[Stored data]
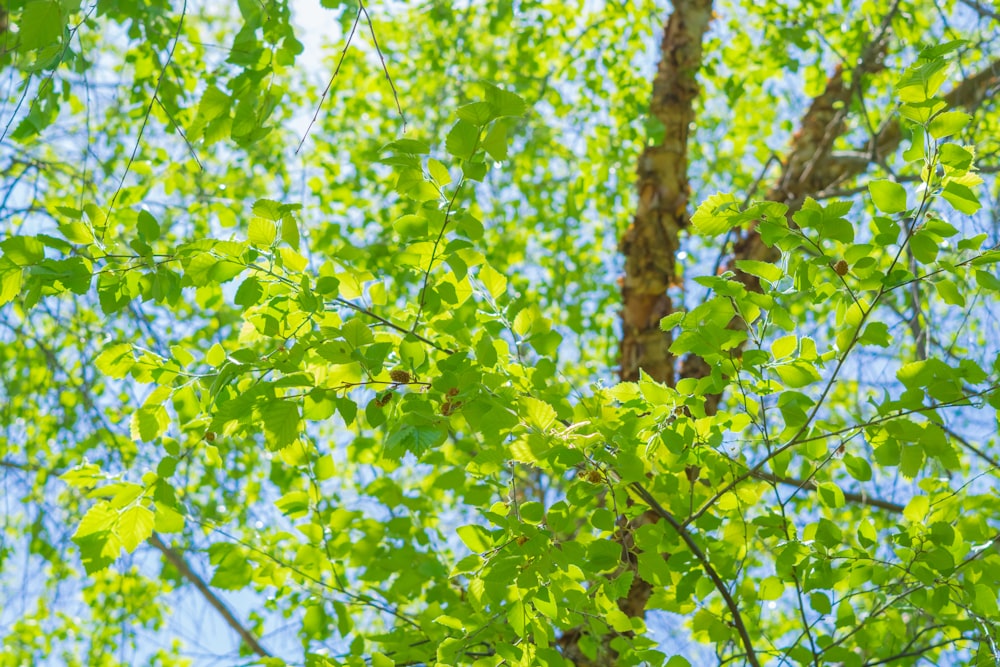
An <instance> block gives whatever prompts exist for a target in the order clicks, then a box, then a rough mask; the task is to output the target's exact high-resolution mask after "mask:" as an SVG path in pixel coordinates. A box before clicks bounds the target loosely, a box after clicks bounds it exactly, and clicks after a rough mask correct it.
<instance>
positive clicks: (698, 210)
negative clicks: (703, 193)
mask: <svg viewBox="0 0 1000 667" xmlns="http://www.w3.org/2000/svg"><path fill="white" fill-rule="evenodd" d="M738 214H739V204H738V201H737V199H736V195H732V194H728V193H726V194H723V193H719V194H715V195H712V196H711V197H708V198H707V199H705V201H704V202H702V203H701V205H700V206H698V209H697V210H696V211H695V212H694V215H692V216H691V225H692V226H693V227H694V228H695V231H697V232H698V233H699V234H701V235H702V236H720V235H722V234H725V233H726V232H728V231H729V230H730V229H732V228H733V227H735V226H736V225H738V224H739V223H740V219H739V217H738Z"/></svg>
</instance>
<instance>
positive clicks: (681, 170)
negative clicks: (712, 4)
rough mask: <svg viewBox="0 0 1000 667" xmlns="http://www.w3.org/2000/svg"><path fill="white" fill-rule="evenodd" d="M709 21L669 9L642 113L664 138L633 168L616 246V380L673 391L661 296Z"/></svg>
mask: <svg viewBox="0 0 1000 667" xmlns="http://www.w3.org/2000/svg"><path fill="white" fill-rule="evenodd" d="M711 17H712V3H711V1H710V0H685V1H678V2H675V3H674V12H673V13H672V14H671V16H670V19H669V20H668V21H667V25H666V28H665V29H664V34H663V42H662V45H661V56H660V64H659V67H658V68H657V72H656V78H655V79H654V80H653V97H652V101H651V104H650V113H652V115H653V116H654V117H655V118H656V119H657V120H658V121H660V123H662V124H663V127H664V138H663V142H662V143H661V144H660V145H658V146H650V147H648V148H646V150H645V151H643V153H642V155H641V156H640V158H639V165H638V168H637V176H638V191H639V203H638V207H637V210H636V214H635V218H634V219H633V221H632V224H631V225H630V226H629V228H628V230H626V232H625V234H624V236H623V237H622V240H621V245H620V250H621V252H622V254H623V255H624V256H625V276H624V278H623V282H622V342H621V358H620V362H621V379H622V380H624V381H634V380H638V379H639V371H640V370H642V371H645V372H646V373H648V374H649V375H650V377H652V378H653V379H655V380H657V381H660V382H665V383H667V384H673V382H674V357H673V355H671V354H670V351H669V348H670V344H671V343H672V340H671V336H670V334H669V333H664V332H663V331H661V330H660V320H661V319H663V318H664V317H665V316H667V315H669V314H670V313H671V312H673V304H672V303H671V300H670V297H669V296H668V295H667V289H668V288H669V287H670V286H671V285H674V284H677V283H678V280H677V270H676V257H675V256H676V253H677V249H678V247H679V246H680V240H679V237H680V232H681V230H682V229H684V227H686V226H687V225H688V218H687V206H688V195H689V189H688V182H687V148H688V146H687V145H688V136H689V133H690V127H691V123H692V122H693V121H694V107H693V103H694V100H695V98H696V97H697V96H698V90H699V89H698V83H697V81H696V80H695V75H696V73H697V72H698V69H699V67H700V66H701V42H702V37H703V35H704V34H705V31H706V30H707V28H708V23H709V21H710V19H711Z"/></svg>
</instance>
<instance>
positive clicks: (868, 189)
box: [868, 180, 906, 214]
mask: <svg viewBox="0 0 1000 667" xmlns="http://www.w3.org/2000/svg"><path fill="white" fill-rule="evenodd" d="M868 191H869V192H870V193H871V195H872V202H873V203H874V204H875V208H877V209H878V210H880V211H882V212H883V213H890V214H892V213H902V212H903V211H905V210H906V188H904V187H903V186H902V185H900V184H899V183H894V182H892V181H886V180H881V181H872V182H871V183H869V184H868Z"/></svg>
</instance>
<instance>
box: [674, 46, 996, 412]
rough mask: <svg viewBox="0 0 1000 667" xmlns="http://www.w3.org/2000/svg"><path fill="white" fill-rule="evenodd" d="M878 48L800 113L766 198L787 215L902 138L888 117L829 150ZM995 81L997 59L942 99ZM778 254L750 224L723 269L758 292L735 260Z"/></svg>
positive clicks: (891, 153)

• _Exercise brief_: Here the records must be restated exactly, minus any images.

• _Written answer_:
An <instance> block gives whatever prompts exist for a target in the order clicks, then a box, then a rough mask; the task is to output the target's exact high-resolution mask after "mask:" as an SVG path in pixel coordinates. A box before clicks bounds the target loosely, a box after clicks bounds it exactly, and clicks after a rough mask correct it.
<instance>
positive clicks: (698, 210)
negative clicks: (703, 193)
mask: <svg viewBox="0 0 1000 667" xmlns="http://www.w3.org/2000/svg"><path fill="white" fill-rule="evenodd" d="M738 214H739V204H738V201H737V199H736V195H732V194H728V193H726V194H723V193H719V194H715V195H712V196H711V197H708V198H707V199H705V201H704V202H702V203H701V205H700V206H698V209H697V210H696V211H695V212H694V215H692V216H691V225H692V226H693V227H694V228H695V231H697V232H698V233H699V234H701V235H702V236H720V235H722V234H725V233H726V232H728V231H729V230H730V229H732V228H733V227H735V226H736V225H738V224H739V223H740V219H739V217H738Z"/></svg>
</instance>
<instance>
positive clicks: (681, 170)
negative clicks: (712, 4)
rough mask: <svg viewBox="0 0 1000 667" xmlns="http://www.w3.org/2000/svg"><path fill="white" fill-rule="evenodd" d="M709 21L669 9L642 113L664 138L633 168L616 246V380L673 391L661 296Z"/></svg>
mask: <svg viewBox="0 0 1000 667" xmlns="http://www.w3.org/2000/svg"><path fill="white" fill-rule="evenodd" d="M711 17H712V3H711V1H710V0H685V1H678V2H675V3H674V12H673V13H672V14H671V16H670V19H669V20H668V21H667V25H666V28H665V29H664V34H663V42H662V45H661V56H660V64H659V67H658V68H657V72H656V78H655V79H654V80H653V97H652V101H651V104H650V113H652V115H653V116H654V117H655V118H656V119H657V120H658V121H660V123H662V124H663V127H664V138H663V142H662V143H661V144H660V145H658V146H650V147H648V148H646V150H645V151H643V153H642V155H641V156H640V158H639V165H638V168H637V176H638V191H639V203H638V207H637V210H636V214H635V218H634V219H633V221H632V224H631V225H630V226H629V228H628V230H626V232H625V234H624V236H623V237H622V240H621V245H620V250H621V252H622V254H623V255H624V256H625V276H624V278H623V282H622V342H621V358H620V362H621V379H622V380H624V381H634V380H638V379H639V371H640V370H642V371H645V372H646V373H648V374H649V375H650V377H652V378H653V379H655V380H657V381H660V382H665V383H667V384H673V382H674V357H673V355H671V354H670V351H669V348H670V344H671V343H672V340H671V336H670V334H669V333H664V332H663V331H661V330H660V320H661V319H663V318H664V317H665V316H667V315H669V314H670V313H671V312H673V304H672V303H671V300H670V297H669V296H668V295H667V289H668V288H669V287H670V286H671V285H674V284H677V283H678V280H677V270H676V257H675V256H676V253H677V249H678V247H679V246H680V240H679V237H680V232H681V230H682V229H684V227H686V226H687V225H688V218H687V206H688V195H689V189H688V182H687V148H688V146H687V145H688V136H689V133H690V127H691V123H692V122H693V121H694V107H693V103H694V100H695V98H696V97H697V96H698V90H699V89H698V83H697V81H696V80H695V75H696V73H697V72H698V69H699V67H700V66H701V42H702V37H703V35H704V34H705V31H706V30H707V28H708V23H709V21H710V19H711Z"/></svg>
</instance>
<instance>
positive clicks: (868, 189)
box: [868, 180, 906, 214]
mask: <svg viewBox="0 0 1000 667" xmlns="http://www.w3.org/2000/svg"><path fill="white" fill-rule="evenodd" d="M868 191H869V192H870V193H871V195H872V202H873V203H874V204H875V208H877V209H878V210H880V211H882V212H883V213H890V214H892V213H902V212H903V211H905V210H906V188H904V187H903V186H902V185H900V184H899V183H894V182H892V181H886V180H881V181H872V182H871V183H869V184H868Z"/></svg>
</instance>
<instance>
box: [674, 46, 996, 412]
rough mask: <svg viewBox="0 0 1000 667" xmlns="http://www.w3.org/2000/svg"><path fill="white" fill-rule="evenodd" d="M878 48L800 113L766 198L787 215L902 138L888 117L829 150ZM995 81L997 59L942 99ZM778 254L750 224L723 269L758 292L735 260Z"/></svg>
positive clicks: (891, 153)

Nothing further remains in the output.